**What is asked**
All of the material below is to be repeated exactly.

**Record extracts**
○ ○ ○

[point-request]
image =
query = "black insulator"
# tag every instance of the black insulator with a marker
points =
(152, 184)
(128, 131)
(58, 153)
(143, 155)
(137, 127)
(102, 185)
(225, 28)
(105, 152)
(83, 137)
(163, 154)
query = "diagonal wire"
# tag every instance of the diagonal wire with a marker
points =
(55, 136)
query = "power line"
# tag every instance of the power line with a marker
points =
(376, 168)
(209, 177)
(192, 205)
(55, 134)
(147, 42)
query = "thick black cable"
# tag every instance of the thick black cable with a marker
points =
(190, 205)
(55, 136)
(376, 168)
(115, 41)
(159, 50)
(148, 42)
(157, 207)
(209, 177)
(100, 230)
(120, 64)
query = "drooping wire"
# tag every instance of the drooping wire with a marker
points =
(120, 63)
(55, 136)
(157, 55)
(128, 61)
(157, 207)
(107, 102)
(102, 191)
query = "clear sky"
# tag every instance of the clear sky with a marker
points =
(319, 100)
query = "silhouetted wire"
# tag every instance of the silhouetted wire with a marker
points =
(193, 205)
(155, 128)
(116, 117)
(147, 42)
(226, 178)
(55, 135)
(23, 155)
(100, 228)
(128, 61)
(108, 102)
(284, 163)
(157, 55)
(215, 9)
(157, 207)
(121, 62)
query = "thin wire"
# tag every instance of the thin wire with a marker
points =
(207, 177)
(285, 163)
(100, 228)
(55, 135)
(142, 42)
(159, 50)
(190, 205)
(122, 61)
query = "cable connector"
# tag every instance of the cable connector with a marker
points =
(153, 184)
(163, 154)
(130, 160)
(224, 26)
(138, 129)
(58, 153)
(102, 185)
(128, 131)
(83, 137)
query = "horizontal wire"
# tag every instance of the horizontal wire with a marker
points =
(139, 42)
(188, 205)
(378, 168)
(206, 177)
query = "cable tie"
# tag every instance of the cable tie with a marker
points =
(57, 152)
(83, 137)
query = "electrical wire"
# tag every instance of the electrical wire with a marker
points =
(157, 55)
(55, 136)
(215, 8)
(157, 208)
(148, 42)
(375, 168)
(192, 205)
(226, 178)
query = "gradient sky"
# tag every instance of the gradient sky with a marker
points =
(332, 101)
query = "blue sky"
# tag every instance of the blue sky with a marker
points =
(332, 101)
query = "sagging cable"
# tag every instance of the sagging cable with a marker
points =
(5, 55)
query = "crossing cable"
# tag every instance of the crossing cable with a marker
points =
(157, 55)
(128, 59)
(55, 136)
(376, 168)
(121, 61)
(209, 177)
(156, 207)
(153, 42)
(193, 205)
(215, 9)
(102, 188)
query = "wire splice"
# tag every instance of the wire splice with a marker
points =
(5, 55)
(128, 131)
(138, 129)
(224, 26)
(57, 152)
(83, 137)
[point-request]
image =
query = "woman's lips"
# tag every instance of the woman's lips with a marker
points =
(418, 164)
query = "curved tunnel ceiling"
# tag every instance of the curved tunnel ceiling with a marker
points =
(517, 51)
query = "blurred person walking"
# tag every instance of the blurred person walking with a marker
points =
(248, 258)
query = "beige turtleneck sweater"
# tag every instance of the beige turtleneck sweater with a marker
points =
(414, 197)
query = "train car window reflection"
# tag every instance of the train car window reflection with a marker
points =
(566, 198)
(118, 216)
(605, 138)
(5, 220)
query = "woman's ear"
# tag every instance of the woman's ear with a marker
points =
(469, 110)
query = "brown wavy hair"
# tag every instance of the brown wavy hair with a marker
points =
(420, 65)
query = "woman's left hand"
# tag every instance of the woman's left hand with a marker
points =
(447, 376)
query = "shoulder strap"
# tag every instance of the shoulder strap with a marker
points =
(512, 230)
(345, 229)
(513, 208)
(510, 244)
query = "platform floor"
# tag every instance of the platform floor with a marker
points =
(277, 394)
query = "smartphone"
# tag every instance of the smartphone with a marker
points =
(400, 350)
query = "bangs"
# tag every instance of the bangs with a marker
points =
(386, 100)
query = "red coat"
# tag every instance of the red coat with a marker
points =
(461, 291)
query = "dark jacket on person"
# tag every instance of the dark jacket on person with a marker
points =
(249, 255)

○ ○ ○

**Result of the exercise**
[point-request]
image =
query = "black insulator"
# tag every instance of the black insulator with a marker
points =
(152, 184)
(128, 131)
(58, 153)
(143, 155)
(137, 127)
(102, 185)
(225, 28)
(105, 152)
(83, 137)
(163, 154)
query = "diagonal wire"
# tag every instance of the diagonal wire with a marker
points =
(55, 136)
query = "power line"
# tag every instance of the power line with a marker
points =
(376, 168)
(209, 177)
(192, 205)
(55, 134)
(147, 42)
query = "thick black cable"
# tag every instance of the thick black cable with a marker
points =
(190, 205)
(55, 136)
(376, 168)
(115, 41)
(159, 50)
(148, 42)
(157, 207)
(209, 177)
(100, 230)
(120, 64)
query = "drooping wire"
# tag every instance of the drooping wire with a marker
points =
(120, 63)
(55, 136)
(157, 55)
(128, 61)
(157, 207)
(107, 102)
(102, 191)
query = "clear sky"
# tag every instance of the clear sky with a marker
points =
(319, 100)
query = "silhouetted wire"
# tag every instance of the silhouetted wire with a marker
points =
(193, 205)
(155, 128)
(116, 117)
(147, 42)
(226, 178)
(55, 135)
(23, 155)
(100, 228)
(128, 61)
(108, 102)
(284, 163)
(157, 55)
(215, 9)
(157, 207)
(121, 62)
query = "thin wire"
# tag every instance of the thin wire with a marker
points =
(207, 177)
(285, 163)
(100, 228)
(55, 135)
(142, 42)
(159, 50)
(190, 205)
(122, 61)
query = "cable connector"
# tag every instance of the cable connector with a marker
points =
(153, 184)
(163, 154)
(130, 160)
(224, 26)
(138, 129)
(58, 153)
(102, 185)
(128, 131)
(83, 137)
query = "horizontal wire"
# tag every instance of the horizontal wire with a marker
points =
(139, 42)
(188, 205)
(378, 168)
(206, 177)
query = "cable tie"
# tag every instance of the cable tie with a marker
points =
(57, 152)
(83, 137)
query = "electrical wire"
# tag every instance of the electrical wire with a marker
points =
(157, 55)
(55, 136)
(215, 8)
(157, 208)
(148, 42)
(375, 168)
(192, 205)
(226, 178)
query = "gradient sky"
# tag every instance of the gradient sky with a marker
points =
(332, 101)
query = "blue sky"
# tag every instance of the blue sky with a marker
points =
(332, 101)
query = "sagging cable"
# tag every instance of the sagging cable with a marker
points =
(5, 55)
query = "crossing cable"
# tag every instance of the crossing cable with a marker
points =
(157, 55)
(128, 59)
(55, 136)
(376, 168)
(121, 61)
(209, 177)
(156, 207)
(153, 42)
(193, 205)
(215, 9)
(102, 188)
query = "wire splice"
# tag every instance of the wire splice with a marker
points =
(5, 55)
(128, 131)
(138, 129)
(224, 26)
(57, 152)
(83, 137)
[point-request]
image =
query = "woman's lips"
# tag every instance of the woman's lips with a marker
points =
(418, 164)
query = "curved tunnel ceiling"
# tag every instance of the curved tunnel ceiling with a marker
points =
(517, 51)
query = "blurred person walking"
# tag every instance of the blurred person walking with a marker
points =
(248, 258)
query = "beige turtleneck sweater"
# tag every instance of the beige turtleneck sweater with a marker
points =
(414, 197)
query = "train car window reflection"
# tag every instance of the train car window reflection with a marker
points =
(566, 198)
(118, 216)
(605, 138)
(5, 220)
query = "woman's ear"
# tag every instance of the woman's ear with a marker
points =
(469, 110)
query = "brown wavy hair"
# tag every instance of the brown wavy hair with a marker
points =
(420, 65)
query = "woman's left hand"
# tag every instance of the woman's left hand with a marker
points =
(447, 376)
query = "shoulder strap"
# tag every instance of the shoulder strap with a marker
points =
(512, 230)
(345, 229)
(513, 208)
(510, 244)
query = "platform floor"
# tag every instance of the platform floor with a marker
points =
(277, 394)
query = "smartphone"
# tag every instance of the smartphone with a marker
points =
(400, 350)
query = "bangs"
# tag every instance of the bangs with a marker
points =
(386, 100)
query = "red coat"
# tag every instance of the red coat with a marker
points =
(461, 291)
query = "dark jacket on person"
# tag every instance of the dark jacket on person with a marker
points =
(249, 255)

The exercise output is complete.